» The task: For this exercise, write out each entry below exactly as it reads.

(Referring expression pointing data)
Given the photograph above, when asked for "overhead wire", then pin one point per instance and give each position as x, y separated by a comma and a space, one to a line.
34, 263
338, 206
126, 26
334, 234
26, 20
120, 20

» Your solution:
Given the photograph above, when asked for "overhead wire", then pin one point per instance and give each position as x, y separated by a comma and a space, one to a line.
34, 263
338, 206
126, 26
334, 234
26, 20
120, 20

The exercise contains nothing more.